----- Extrait choisi -----

Défis récents et nouvelles opportunités

Le COVID a été un terrible obstacle aux progrès engagés. Pendant cette période sombre, les visites ont été suspendues pendant un an et les rencontres ont dû être organisées par voie télématique, réduisant l'effet agrégateur des conversations informelles en marge des cérémonies, qui avaient tant favorisé la familiarité. Les pèlerinages ont également complètement cessé, avec de lourdes conséquences non seulement économiques pour la Terre Sainte, mais aussi spirituelles. Après le COVID, une tragédie encore plus dramatique, la guerre, a imposé à l'Ordre la recherche de nouvelles formes d'aide pour la communauté chrétienne en Terre Sainte, de plus en plus sous pression et menacée d'extinction. Des contributions supplémentaires à celles habituelles, qui constituent le pilier de notre engagement caritatif, ont été encouragées par le biais d'appels, de campagnes ciblées et de projets spécifiques.

-----

Dans l'extrait choisi, pendant combien de temps les visites ont-elles été suspendues pendant le COVID ? La liste n'est pas nécessaire ici.

----- Données disponibles -----

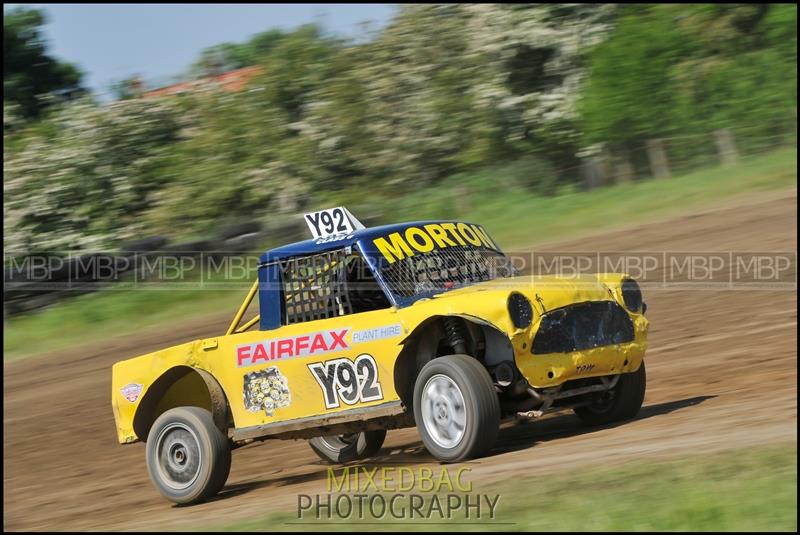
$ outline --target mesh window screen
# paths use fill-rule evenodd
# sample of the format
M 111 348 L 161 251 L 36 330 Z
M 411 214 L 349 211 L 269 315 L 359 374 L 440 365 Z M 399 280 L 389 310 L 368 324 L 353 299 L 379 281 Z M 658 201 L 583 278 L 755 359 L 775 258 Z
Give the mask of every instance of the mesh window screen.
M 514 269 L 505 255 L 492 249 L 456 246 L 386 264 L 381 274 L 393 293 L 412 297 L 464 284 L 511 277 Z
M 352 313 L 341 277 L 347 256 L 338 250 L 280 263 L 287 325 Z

-----
----- Données disponibles -----

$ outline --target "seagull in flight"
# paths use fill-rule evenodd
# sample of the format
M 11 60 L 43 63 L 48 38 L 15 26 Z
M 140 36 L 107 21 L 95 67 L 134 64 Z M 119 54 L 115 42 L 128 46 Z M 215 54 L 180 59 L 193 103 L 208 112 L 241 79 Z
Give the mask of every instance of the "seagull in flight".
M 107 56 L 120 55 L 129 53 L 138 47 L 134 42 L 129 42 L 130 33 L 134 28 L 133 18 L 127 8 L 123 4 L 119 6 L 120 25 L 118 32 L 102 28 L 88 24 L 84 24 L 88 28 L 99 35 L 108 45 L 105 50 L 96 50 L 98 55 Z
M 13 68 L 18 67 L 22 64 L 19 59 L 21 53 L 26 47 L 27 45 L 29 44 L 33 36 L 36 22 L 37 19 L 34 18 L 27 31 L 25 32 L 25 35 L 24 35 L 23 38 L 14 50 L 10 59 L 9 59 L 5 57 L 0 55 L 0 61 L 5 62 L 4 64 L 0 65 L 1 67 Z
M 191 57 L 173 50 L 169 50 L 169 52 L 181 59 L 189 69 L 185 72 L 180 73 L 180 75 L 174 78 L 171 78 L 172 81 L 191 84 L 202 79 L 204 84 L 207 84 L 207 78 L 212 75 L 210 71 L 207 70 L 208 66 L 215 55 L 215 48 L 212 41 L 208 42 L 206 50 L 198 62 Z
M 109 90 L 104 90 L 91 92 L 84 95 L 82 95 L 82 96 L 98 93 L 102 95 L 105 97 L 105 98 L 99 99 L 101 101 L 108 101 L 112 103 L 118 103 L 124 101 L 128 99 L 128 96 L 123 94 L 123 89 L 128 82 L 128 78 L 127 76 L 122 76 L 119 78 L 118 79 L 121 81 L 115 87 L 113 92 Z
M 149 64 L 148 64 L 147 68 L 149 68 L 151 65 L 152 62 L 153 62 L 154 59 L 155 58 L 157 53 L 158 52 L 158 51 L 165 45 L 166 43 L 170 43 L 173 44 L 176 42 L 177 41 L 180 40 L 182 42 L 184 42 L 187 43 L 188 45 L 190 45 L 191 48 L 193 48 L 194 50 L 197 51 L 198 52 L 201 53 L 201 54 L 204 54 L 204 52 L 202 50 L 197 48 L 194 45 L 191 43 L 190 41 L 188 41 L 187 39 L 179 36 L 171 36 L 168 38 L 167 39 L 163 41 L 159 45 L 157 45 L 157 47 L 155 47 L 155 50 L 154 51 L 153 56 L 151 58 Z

-----
----- Données disponibles -----

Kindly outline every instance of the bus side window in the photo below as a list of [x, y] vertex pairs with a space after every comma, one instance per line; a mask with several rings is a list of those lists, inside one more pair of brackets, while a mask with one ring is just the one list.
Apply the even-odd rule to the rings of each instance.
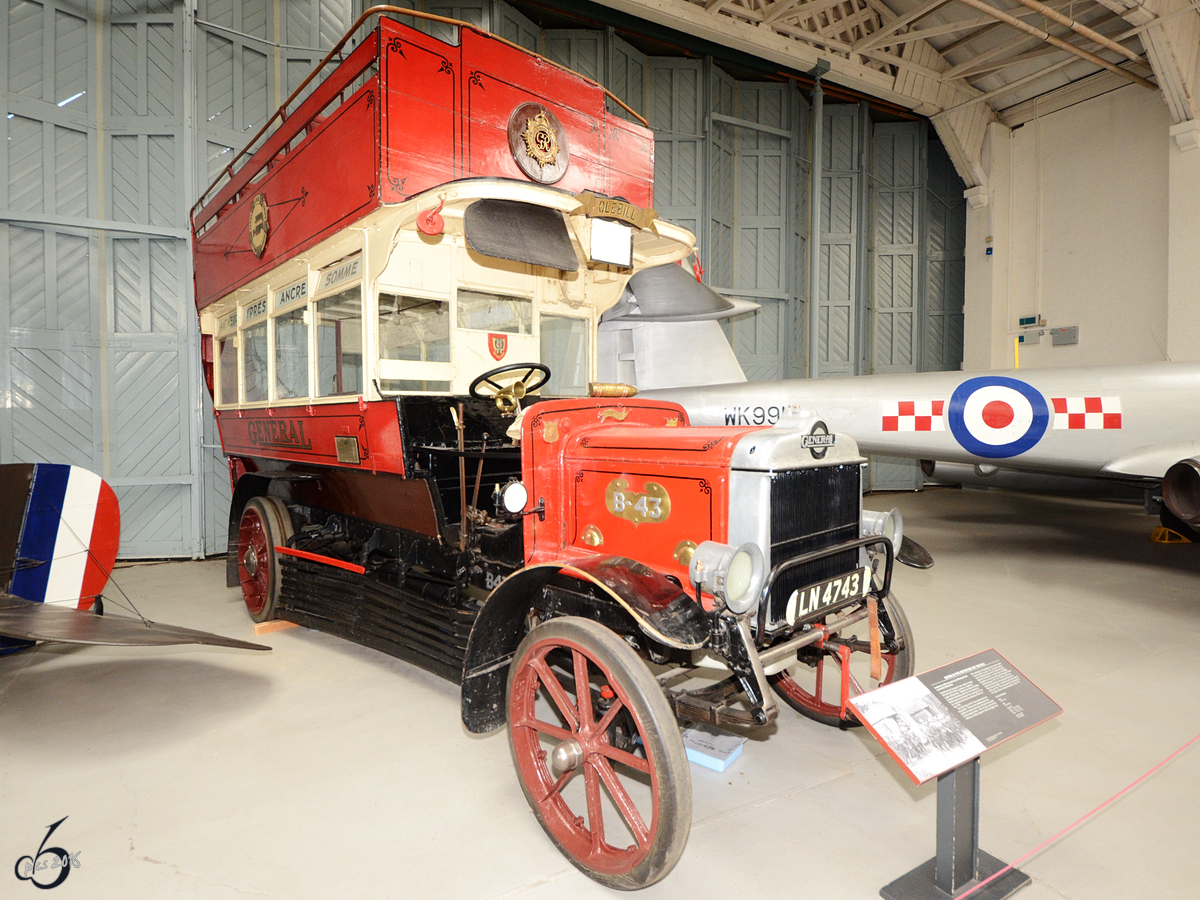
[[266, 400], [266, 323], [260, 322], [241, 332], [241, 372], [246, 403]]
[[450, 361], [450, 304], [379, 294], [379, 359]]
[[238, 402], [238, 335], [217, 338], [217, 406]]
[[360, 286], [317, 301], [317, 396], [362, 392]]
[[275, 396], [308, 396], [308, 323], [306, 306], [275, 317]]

-----

## Zone de réponse
Les visites ont été suspendues pendant un an.